What the task requires: Rewrite the rows from the start through the line containing "column 621, row 338", replacing "instance" with "occurrence" and leaving everything else unchanged.

*** Entries shown ***

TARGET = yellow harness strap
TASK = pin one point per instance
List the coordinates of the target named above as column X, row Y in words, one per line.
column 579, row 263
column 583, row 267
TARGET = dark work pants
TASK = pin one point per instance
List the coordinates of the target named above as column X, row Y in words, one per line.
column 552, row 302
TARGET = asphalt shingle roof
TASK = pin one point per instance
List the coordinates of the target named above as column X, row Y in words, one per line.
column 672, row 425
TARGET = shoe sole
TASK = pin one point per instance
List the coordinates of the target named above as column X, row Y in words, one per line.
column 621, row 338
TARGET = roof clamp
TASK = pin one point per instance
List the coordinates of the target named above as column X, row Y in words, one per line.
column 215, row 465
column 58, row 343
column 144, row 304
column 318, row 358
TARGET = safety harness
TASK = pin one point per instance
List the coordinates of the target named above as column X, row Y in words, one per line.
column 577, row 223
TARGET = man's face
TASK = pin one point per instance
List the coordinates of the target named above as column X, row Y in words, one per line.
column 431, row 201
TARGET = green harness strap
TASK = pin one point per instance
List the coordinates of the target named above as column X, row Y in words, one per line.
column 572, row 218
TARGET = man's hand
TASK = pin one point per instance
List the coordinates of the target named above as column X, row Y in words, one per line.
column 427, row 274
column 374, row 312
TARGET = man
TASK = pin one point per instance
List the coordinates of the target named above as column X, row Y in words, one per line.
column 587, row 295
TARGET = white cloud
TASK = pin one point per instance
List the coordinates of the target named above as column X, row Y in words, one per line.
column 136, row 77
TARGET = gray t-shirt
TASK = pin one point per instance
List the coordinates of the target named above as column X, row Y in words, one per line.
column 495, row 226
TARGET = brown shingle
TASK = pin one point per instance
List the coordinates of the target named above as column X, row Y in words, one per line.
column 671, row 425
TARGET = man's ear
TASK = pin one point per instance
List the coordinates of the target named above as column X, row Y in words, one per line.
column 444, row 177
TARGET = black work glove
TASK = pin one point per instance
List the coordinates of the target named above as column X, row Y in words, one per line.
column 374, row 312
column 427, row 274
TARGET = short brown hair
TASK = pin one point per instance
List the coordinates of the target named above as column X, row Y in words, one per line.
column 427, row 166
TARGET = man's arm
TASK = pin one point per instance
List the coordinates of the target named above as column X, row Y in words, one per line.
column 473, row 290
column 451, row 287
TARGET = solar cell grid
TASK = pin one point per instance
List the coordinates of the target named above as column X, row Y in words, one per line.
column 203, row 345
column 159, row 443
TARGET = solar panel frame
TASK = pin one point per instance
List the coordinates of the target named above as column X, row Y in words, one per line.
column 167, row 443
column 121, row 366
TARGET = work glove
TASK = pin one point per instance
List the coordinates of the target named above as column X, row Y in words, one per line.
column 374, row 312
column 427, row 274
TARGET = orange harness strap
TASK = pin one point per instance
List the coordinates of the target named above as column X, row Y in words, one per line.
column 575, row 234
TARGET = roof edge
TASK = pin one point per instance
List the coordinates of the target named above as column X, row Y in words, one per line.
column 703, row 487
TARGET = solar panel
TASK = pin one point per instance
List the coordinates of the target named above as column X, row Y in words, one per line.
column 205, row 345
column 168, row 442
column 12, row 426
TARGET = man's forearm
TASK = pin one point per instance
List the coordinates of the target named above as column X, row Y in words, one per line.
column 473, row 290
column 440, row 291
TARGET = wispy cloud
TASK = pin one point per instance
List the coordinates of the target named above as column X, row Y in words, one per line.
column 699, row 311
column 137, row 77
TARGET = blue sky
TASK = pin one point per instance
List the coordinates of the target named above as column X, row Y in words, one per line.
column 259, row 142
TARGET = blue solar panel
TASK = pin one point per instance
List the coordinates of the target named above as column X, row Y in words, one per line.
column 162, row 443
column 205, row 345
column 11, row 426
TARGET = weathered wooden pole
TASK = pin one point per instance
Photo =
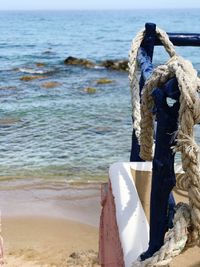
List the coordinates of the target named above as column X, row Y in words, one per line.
column 163, row 176
column 148, row 45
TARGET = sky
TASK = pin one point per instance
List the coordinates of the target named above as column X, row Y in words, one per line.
column 95, row 4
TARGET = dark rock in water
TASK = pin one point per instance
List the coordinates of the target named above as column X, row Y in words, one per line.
column 30, row 78
column 8, row 88
column 48, row 85
column 7, row 122
column 102, row 130
column 79, row 62
column 104, row 81
column 121, row 65
column 90, row 90
column 40, row 64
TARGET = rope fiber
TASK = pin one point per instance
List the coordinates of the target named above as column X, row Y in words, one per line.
column 186, row 230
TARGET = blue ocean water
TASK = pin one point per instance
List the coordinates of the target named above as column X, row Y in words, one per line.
column 63, row 132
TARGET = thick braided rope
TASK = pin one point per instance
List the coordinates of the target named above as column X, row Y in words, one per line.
column 189, row 115
column 133, row 73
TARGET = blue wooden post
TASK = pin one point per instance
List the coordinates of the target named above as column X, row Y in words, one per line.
column 163, row 176
column 148, row 45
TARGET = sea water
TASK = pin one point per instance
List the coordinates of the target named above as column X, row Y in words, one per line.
column 64, row 133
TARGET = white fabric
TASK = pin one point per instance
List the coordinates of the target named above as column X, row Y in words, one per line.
column 131, row 220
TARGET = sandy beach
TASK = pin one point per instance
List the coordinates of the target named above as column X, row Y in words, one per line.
column 56, row 224
column 48, row 225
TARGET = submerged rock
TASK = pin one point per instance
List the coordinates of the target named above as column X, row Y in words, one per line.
column 50, row 85
column 121, row 65
column 8, row 88
column 104, row 81
column 79, row 62
column 7, row 122
column 40, row 64
column 30, row 78
column 90, row 90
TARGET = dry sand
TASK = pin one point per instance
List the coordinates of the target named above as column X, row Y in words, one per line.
column 32, row 241
column 50, row 225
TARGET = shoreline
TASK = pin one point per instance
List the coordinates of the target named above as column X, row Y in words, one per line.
column 50, row 225
column 42, row 241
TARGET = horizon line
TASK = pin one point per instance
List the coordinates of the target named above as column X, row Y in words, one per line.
column 102, row 9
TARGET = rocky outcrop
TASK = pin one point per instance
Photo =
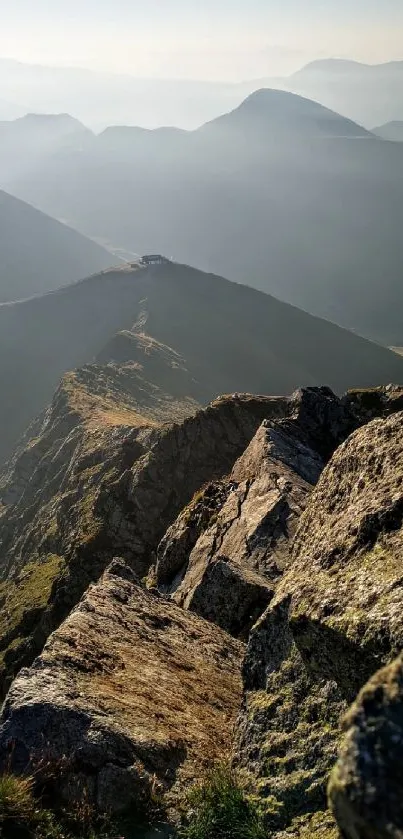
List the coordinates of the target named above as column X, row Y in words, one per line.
column 102, row 475
column 346, row 584
column 334, row 619
column 130, row 698
column 228, row 571
column 365, row 789
column 288, row 727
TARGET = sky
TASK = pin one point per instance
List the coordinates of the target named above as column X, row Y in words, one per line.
column 206, row 39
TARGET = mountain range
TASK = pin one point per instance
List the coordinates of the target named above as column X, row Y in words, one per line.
column 281, row 193
column 368, row 94
column 189, row 334
column 39, row 254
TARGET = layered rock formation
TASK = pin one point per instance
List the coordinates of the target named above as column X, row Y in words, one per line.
column 271, row 521
column 230, row 573
column 335, row 618
column 365, row 789
column 131, row 697
column 100, row 474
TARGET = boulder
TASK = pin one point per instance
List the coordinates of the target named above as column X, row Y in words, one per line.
column 366, row 786
column 229, row 577
column 229, row 596
column 335, row 619
column 131, row 698
column 101, row 474
column 346, row 583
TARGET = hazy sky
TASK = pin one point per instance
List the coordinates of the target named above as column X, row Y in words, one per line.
column 210, row 39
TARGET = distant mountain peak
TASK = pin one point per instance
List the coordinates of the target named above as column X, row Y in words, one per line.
column 62, row 120
column 280, row 111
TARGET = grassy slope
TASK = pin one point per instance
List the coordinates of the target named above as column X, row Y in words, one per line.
column 231, row 338
column 39, row 254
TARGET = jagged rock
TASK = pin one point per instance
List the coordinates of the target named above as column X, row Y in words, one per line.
column 229, row 596
column 335, row 618
column 131, row 697
column 101, row 477
column 367, row 404
column 346, row 580
column 366, row 786
column 287, row 730
column 180, row 539
column 231, row 572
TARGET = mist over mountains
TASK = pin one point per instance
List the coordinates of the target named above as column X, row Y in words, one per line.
column 368, row 94
column 280, row 193
column 220, row 337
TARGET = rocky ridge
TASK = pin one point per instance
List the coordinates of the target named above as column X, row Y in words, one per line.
column 271, row 521
column 102, row 476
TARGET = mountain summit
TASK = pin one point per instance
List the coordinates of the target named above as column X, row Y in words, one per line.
column 279, row 112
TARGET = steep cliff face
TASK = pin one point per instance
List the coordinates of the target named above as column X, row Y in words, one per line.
column 102, row 474
column 334, row 619
column 271, row 521
column 365, row 790
column 131, row 697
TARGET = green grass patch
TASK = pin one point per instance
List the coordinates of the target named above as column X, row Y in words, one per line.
column 24, row 596
column 219, row 808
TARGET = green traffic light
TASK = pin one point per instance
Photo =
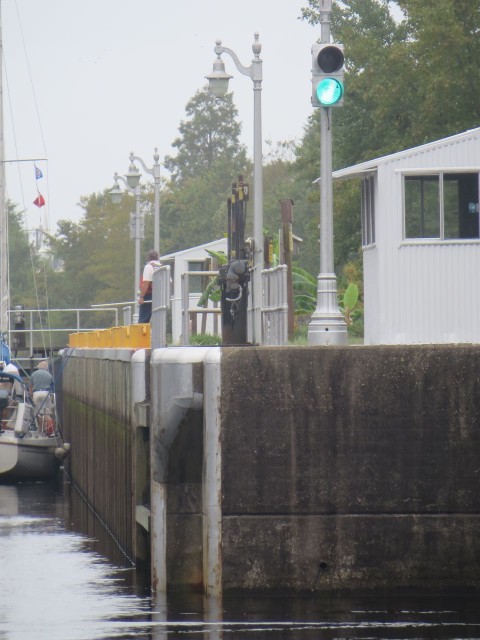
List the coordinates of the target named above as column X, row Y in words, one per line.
column 329, row 91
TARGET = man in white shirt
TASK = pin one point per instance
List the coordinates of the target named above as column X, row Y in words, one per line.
column 145, row 299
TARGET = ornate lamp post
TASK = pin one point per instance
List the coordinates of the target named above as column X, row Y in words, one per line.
column 133, row 178
column 218, row 82
column 136, row 223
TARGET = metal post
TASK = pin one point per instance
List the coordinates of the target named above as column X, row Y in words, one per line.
column 155, row 172
column 258, row 259
column 4, row 284
column 137, row 251
column 327, row 325
column 254, row 71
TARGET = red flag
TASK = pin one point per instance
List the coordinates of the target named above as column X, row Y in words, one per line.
column 39, row 200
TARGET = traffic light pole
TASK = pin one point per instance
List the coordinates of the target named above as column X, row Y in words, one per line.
column 327, row 325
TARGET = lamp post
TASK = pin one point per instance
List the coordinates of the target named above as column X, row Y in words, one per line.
column 136, row 227
column 327, row 325
column 218, row 83
column 133, row 178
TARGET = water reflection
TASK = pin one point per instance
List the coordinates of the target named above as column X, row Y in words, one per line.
column 56, row 583
column 53, row 585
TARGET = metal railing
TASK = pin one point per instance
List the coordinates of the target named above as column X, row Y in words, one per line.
column 187, row 312
column 36, row 334
column 160, row 306
column 275, row 306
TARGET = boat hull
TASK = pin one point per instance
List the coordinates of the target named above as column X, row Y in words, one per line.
column 27, row 457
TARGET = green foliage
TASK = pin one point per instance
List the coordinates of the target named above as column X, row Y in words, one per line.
column 208, row 138
column 97, row 252
column 209, row 158
column 23, row 265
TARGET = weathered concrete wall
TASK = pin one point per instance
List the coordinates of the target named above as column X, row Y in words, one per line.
column 108, row 457
column 327, row 468
column 346, row 468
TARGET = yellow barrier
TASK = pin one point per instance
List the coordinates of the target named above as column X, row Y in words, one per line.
column 134, row 336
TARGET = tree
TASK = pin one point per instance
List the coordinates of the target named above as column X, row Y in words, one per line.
column 209, row 136
column 23, row 264
column 97, row 252
column 209, row 158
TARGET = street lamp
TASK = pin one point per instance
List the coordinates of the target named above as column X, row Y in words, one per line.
column 218, row 83
column 133, row 177
column 136, row 219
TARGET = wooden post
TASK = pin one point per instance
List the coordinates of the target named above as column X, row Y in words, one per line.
column 287, row 220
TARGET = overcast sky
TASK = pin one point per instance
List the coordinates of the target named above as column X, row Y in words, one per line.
column 111, row 76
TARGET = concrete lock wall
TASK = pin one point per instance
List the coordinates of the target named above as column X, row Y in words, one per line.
column 286, row 469
column 351, row 468
column 104, row 410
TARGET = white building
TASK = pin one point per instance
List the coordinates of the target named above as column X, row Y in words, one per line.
column 421, row 245
column 180, row 263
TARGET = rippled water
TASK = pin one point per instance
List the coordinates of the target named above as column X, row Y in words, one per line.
column 56, row 585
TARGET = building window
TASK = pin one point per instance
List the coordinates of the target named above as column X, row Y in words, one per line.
column 368, row 210
column 443, row 206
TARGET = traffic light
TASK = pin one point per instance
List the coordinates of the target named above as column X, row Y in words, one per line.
column 327, row 75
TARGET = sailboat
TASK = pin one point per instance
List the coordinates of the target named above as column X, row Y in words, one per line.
column 30, row 441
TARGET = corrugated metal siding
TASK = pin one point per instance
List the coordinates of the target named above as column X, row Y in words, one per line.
column 420, row 293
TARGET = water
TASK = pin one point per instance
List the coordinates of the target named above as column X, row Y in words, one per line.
column 57, row 584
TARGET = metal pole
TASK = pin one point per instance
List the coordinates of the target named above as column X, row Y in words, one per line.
column 258, row 261
column 4, row 275
column 254, row 71
column 156, row 212
column 327, row 325
column 137, row 251
column 155, row 172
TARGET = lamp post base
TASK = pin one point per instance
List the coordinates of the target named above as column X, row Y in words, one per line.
column 327, row 326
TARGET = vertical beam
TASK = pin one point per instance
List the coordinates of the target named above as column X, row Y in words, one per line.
column 212, row 480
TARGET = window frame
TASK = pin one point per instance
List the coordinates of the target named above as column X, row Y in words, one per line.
column 438, row 172
column 368, row 209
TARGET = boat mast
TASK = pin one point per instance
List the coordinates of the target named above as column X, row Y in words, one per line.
column 4, row 284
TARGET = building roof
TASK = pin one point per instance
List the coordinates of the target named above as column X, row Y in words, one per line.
column 208, row 245
column 370, row 166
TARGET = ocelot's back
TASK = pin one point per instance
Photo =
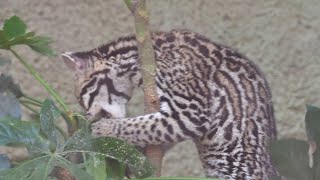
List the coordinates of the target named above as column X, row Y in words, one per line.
column 208, row 93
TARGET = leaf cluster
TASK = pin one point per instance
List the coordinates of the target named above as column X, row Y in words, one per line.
column 297, row 159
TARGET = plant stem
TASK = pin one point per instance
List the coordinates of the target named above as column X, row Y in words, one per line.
column 70, row 120
column 147, row 60
column 31, row 99
column 29, row 107
column 61, row 131
column 30, row 102
column 37, row 76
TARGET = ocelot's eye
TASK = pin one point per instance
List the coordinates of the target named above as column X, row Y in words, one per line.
column 105, row 114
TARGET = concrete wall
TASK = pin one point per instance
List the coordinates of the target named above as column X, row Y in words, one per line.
column 281, row 36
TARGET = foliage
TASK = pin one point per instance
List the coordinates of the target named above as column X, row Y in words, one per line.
column 297, row 159
column 48, row 145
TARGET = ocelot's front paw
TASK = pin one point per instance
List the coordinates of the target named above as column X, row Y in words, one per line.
column 103, row 128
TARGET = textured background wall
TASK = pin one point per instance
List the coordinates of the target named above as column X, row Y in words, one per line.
column 281, row 36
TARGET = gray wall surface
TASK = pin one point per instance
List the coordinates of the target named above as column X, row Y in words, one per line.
column 281, row 36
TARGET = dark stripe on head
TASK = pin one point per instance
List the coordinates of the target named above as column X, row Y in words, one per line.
column 111, row 90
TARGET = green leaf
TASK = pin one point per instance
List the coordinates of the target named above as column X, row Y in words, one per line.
column 14, row 27
column 42, row 170
column 74, row 169
column 115, row 169
column 290, row 157
column 9, row 106
column 178, row 178
column 96, row 167
column 13, row 131
column 43, row 49
column 35, row 168
column 7, row 84
column 3, row 37
column 112, row 148
column 312, row 120
column 48, row 114
column 3, row 60
column 4, row 162
column 40, row 44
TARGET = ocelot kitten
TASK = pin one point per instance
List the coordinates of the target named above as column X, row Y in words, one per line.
column 208, row 93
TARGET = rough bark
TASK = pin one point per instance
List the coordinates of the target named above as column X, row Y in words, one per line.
column 146, row 56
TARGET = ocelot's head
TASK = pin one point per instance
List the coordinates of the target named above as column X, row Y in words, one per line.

***

Correct output:
TARGET = yellow harness strap
TASK = pin one point per occurrence
List the coordinates of the target named above as column X, row Y in words, one per line.
column 579, row 263
column 583, row 267
TARGET = dark work pants
TASK = pin one point per occurrence
List the coordinates of the target named above as column X, row Y in words, one per line.
column 552, row 302
TARGET = asphalt shingle roof
TASK = pin one point per occurrence
List the coordinates of the target named above as column X, row Y in words, one per line.
column 672, row 425
TARGET = shoe sole
TASK = pin one point per occurrence
List the coordinates of the target named above as column X, row Y in words, one per line.
column 621, row 338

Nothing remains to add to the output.